### What to work on
Reproduce exactly the final portion of the data: every line from the one containing "Mark one point per instance of the wooden plank." through the last line, inclusive.

↓↓↓

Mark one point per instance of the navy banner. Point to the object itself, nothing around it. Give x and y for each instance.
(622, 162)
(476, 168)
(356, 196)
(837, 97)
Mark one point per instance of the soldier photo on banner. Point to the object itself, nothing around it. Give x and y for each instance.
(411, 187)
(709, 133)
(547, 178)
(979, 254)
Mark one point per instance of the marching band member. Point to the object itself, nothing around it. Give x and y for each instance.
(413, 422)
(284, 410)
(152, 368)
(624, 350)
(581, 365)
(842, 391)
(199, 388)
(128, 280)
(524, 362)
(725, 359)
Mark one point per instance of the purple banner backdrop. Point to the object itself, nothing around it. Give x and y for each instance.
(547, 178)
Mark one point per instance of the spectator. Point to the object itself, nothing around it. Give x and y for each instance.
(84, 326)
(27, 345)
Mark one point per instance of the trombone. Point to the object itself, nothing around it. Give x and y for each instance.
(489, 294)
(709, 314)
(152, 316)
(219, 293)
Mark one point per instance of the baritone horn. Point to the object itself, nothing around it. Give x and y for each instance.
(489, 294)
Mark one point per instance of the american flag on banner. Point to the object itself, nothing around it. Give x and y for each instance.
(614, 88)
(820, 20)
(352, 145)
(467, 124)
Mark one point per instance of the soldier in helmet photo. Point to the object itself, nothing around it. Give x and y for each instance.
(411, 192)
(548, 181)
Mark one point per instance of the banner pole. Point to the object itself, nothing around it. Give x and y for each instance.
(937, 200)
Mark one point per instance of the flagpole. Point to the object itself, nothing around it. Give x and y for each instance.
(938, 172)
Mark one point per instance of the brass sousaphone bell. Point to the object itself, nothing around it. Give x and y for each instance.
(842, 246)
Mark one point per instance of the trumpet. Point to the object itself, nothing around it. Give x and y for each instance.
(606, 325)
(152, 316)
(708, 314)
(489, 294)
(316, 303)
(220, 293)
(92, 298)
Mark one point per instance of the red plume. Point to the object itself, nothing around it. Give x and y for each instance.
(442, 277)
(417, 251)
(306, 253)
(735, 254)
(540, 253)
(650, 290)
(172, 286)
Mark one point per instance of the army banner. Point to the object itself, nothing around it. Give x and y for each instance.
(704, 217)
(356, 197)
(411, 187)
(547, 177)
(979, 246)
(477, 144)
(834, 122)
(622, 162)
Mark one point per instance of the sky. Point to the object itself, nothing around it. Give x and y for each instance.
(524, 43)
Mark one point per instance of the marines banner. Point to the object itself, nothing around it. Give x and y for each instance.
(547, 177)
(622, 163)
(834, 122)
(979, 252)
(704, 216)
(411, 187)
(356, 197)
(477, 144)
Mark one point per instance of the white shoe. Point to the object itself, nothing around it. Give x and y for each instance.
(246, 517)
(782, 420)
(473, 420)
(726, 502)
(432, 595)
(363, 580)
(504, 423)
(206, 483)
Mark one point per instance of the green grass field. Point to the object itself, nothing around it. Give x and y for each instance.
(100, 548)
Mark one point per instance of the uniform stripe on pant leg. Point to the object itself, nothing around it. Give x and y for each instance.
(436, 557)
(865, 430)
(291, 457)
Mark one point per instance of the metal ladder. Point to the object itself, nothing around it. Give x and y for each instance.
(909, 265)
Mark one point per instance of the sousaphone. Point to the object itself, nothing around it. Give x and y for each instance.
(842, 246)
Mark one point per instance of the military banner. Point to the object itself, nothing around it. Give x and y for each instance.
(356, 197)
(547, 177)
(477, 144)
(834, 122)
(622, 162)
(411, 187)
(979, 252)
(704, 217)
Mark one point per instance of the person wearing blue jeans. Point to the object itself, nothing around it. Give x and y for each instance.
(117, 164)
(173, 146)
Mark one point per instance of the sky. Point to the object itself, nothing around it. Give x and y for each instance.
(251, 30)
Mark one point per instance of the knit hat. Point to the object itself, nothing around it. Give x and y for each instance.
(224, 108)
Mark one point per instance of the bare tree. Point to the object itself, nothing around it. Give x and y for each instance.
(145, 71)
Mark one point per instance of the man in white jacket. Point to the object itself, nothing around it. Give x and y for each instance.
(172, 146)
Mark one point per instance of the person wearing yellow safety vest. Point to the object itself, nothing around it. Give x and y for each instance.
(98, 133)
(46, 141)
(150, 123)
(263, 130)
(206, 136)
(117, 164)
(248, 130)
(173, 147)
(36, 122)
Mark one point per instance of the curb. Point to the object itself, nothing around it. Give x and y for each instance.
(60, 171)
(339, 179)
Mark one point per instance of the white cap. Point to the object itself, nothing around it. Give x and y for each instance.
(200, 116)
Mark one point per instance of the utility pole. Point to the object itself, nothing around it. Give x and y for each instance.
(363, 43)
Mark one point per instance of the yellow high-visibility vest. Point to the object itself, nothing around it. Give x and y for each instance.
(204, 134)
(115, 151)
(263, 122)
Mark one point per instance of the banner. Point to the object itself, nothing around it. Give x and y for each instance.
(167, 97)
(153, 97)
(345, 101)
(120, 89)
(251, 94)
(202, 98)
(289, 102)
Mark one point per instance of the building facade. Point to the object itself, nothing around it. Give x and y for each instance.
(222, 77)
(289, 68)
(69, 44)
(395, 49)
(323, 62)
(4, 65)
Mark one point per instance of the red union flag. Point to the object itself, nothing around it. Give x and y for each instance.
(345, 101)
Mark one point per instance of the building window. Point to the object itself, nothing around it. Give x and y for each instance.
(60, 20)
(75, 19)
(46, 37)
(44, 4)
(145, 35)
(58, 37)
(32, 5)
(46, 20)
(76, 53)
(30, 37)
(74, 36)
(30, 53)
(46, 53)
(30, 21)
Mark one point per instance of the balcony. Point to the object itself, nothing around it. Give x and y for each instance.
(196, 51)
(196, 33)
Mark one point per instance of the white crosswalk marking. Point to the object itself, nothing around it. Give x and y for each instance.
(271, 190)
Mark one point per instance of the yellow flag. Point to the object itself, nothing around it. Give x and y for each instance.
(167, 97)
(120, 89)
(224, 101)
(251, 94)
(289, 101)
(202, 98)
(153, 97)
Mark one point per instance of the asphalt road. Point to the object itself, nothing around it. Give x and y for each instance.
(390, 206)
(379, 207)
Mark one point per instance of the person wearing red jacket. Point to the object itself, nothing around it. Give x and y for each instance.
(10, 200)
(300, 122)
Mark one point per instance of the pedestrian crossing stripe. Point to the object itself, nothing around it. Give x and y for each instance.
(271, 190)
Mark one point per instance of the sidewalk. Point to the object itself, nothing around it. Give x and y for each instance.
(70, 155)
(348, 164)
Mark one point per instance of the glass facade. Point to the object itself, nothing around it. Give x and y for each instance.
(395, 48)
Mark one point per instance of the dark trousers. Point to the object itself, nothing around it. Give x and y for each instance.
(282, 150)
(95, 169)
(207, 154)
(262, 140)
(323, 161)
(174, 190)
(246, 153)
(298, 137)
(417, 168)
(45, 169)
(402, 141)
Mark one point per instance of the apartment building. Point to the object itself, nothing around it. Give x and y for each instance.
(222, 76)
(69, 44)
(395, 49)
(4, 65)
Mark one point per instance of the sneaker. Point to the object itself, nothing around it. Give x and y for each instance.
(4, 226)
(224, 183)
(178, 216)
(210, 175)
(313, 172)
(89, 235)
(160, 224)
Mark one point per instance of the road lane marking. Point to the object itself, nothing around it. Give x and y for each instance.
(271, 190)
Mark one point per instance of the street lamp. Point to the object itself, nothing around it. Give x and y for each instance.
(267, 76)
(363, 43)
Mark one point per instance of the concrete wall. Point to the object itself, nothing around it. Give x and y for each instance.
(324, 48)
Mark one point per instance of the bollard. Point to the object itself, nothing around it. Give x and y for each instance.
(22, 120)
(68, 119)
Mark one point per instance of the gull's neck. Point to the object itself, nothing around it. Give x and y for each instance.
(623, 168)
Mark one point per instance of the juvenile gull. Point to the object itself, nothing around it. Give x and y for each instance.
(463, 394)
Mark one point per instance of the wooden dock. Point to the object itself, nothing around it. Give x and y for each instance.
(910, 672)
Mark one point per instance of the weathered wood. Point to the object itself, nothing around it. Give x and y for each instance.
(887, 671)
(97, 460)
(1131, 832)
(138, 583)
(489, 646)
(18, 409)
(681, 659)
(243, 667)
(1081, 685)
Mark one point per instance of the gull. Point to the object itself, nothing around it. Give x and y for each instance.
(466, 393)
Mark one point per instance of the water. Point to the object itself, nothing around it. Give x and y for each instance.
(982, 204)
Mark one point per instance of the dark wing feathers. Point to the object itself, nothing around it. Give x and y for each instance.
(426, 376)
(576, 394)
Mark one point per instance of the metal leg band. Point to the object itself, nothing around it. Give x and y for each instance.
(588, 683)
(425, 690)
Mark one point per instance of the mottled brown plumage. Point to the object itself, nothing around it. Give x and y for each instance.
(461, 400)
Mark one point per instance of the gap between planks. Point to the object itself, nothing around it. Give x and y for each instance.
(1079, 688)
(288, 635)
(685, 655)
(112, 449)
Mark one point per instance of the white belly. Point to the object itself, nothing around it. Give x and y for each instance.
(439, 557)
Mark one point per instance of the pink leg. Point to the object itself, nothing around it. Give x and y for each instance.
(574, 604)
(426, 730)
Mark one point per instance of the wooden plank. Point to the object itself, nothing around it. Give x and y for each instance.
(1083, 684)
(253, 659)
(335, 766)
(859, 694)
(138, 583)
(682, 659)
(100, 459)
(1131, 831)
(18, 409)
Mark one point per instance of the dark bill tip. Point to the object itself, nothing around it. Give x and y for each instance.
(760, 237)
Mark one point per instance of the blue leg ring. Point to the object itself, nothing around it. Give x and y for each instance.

↑↑↑

### Solution
Mark one point per instance of the wooden plank. Point to the object itself, nothing around it. Give x and y for each instance.
(1083, 684)
(253, 659)
(335, 766)
(859, 694)
(138, 583)
(682, 659)
(100, 459)
(1131, 831)
(18, 409)
Mark one point per instance of the dark bill tip. Point to the object itself, nothing around it. Give x and y for each instance.
(760, 237)
Mark one point per instance of the blue leg ring. Point to the object itself, nothing around it. Give x and y for each instance.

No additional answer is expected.